### Texte extrait
======

Procédure devant la Cour :
Par une requête enregistrée le 1er avril 2020, M. A..., représenté par E..., demande à la Cour :
1°) d'annuler ce jugement du tribunal administratif de Montpellier ;
2°) d'annuler l'arrêté du préfet des Pyrénées-Orientales du 25 juin 2019 ;
3°) d'enjoindre au préfet des Pyrénées-Orientales de lui délivrer un titre de séjour portant la mention " vie privée et familiale " ;
4°) de mettre une somme de 1 500 euros à la charge de l'Etat, à verser à Me E... en application des dispositions combinées de l'article L. 761-1 du code de justice administrative et de l'article 37 de la loi du 10 juillet 1991.
Il soutient que :
- le préfet a méconnu son droit à être entendu et violé par suite les dispositions de l'article 41 de la charte des droits fondamentaux de l'Union européenne ainsi que celles de l'article L. 311-2 du code des relations entre le public et l'administration en s'abstenant de lui communiquer le sens de l'avis du collège de médecins de l'Office français de l'immigration et de l'intégration avant l'intervention de la décision attaquée ;
- la décision de refus de titre de séjour méconnaît les dispositions du 11° de l'article L. 313-11 du code de l'entrée et du séjour des étrangers et du droit d'asile car il encourt le risque de conséquences d'une exceptionnelle gravité en cas d'interruption du traitement, qui n'est pas disponible en Guinée, où il ne pourrait en tout état de cause être soigné dès lors que sa pathologie découle de traumatismes vécus dans ce pays ;
- l'obligation de quitter le territoire français méconnaît les dispositions du 10° de l'article L. 511-4 du code de l'entrée et du séjour des étrangers et du droit d'asile ;
- la décision fixant le pays de destination n'est pas motivée ;
- cette décision viole les stipulations de l'article 3 de la convention européenne de sauvegarde des droits de l'homme et des libertés fondamentales.

======

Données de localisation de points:
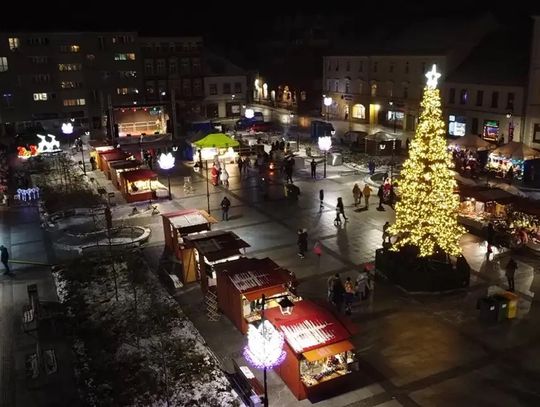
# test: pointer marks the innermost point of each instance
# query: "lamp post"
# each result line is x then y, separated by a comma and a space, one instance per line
327, 102
207, 186
325, 144
510, 126
166, 162
265, 344
394, 116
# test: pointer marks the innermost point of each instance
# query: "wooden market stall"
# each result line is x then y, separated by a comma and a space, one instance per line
208, 249
118, 167
109, 157
320, 357
140, 185
241, 284
176, 226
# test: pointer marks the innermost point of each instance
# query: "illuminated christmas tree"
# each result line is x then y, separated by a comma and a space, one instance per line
426, 215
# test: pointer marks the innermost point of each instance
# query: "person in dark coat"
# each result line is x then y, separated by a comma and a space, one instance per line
380, 194
4, 257
341, 210
511, 268
313, 169
302, 242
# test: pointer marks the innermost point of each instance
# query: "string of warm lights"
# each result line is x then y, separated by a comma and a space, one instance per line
426, 215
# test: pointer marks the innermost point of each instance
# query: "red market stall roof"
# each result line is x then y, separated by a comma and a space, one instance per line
188, 218
217, 244
310, 326
126, 164
253, 277
116, 155
138, 175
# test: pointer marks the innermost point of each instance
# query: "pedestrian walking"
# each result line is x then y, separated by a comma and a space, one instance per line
4, 257
348, 295
357, 194
511, 268
313, 169
341, 210
330, 286
302, 242
386, 235
240, 166
338, 293
367, 193
224, 177
380, 194
225, 205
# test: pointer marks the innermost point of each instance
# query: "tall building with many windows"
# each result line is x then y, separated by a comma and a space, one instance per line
47, 78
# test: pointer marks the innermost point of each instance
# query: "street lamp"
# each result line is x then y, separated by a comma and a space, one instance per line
510, 126
207, 154
265, 343
327, 102
394, 116
166, 162
325, 144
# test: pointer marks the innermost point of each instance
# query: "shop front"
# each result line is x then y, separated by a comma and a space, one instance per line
118, 167
140, 185
176, 226
491, 130
208, 249
241, 284
320, 357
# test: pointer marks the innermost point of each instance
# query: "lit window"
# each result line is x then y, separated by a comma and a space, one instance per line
3, 64
13, 43
69, 67
40, 97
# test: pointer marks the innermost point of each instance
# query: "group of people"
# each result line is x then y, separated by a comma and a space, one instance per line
346, 293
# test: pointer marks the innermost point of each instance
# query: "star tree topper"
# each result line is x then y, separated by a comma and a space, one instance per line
432, 76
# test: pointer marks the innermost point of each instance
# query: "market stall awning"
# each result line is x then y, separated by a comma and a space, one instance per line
516, 150
126, 164
189, 218
471, 141
216, 140
310, 326
329, 350
138, 175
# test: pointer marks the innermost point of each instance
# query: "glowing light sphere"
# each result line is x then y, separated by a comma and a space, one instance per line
166, 161
249, 113
325, 143
265, 346
67, 128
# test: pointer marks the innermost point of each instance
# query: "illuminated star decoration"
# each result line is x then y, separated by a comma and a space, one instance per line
433, 77
166, 161
265, 346
48, 146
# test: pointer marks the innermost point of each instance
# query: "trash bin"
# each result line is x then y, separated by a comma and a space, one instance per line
502, 307
488, 309
337, 159
512, 303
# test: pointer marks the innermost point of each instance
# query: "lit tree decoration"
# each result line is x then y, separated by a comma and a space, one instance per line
166, 161
426, 215
265, 346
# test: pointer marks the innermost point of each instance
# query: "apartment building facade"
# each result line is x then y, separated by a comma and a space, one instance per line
48, 78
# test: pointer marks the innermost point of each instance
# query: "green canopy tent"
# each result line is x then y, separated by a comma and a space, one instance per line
214, 140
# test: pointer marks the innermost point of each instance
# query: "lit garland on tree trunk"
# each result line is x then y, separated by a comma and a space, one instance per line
426, 215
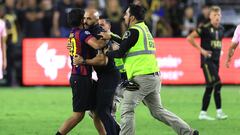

======

### Consigne de travail
Recopiez à l'identique, dans le texte extrait, tout ce qui s'étend depuis « Procédure devant la » jusqu'à « 10 juillet 1991. » inclus.

### Réponse
Procédure devant la Cour :
Par une requête enregistrée le 1er avril 2020, M. A..., représenté par E..., demande à la Cour :
1°) d'annuler ce jugement du tribunal administratif de Montpellier ;
2°) d'annuler l'arrêté du préfet des Pyrénées-Orientales du 25 juin 2019 ;
3°) d'enjoindre au préfet des Pyrénées-Orientales de lui délivrer un titre de séjour portant la mention " vie privée et familiale " ;
4°) de mettre une somme de 1 500 euros à la charge de l'Etat, à verser à Me E... en application des dispositions combinées de l'article L. 761-1 du code de justice administrative et de l'article 37 de la loi du 10 juillet 1991.